* START RECORDS FOR THIS TASK *

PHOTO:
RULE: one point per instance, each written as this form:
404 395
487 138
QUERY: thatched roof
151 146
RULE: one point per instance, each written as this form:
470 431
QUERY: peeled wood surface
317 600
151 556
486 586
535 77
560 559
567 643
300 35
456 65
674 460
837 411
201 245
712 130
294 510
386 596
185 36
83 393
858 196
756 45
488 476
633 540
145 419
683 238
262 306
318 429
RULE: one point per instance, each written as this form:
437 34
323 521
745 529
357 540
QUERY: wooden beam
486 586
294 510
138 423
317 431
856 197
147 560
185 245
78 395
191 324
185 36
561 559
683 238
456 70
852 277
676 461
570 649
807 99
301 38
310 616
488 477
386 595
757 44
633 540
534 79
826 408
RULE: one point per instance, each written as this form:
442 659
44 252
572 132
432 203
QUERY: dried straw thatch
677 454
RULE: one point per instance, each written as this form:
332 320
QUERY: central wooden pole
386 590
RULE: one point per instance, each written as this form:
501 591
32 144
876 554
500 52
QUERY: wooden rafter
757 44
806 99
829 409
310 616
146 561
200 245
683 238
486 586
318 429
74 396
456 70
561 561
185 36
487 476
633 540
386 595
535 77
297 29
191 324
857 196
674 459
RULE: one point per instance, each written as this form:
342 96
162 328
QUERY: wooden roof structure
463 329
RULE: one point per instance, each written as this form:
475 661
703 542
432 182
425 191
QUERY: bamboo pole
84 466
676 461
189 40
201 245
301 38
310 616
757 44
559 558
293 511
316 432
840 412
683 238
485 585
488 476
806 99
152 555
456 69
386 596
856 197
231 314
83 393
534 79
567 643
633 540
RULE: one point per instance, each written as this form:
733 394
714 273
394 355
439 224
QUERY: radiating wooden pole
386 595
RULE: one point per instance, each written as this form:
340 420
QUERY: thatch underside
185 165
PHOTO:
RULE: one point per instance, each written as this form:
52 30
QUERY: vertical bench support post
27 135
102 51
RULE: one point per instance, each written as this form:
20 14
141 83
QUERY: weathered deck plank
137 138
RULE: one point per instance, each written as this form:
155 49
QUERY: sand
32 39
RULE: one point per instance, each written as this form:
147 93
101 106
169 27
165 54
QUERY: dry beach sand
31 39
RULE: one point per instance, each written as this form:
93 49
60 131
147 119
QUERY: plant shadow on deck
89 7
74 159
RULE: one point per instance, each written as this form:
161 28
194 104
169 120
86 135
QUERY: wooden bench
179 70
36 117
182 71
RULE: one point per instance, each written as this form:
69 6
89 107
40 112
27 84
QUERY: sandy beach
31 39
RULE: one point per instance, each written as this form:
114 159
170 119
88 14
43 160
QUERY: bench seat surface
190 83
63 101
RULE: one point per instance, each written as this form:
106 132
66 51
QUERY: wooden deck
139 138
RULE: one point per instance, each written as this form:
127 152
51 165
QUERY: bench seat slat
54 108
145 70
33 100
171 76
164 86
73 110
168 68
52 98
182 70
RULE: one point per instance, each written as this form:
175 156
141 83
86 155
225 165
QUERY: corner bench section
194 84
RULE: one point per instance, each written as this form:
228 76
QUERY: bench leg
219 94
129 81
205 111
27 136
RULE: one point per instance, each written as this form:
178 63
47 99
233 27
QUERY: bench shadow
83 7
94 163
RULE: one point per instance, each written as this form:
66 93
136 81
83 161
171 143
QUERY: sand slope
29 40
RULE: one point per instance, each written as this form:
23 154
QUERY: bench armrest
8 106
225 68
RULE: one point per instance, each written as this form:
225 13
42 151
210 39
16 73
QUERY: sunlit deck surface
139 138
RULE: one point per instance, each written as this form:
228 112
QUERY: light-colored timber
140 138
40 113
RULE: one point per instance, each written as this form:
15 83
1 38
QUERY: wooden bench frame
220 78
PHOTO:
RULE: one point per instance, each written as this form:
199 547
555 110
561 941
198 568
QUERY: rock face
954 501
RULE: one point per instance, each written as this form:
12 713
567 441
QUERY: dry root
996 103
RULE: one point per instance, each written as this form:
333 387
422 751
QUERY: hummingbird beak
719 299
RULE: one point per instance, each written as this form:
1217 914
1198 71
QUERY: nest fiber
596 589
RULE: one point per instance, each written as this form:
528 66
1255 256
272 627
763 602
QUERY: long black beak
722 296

* END RECORDS FOR THIS TASK *

WHAT YOU WILL DO — Copy out every line in the listing above that contains the string "deck". Matching is case-sensitive.

ANSWER FOR THIS EXERCISE —
QUERY: weathered deck plank
QUERY: plant shadow on deck
QUERY: wooden deck
QUERY: sunlit deck surface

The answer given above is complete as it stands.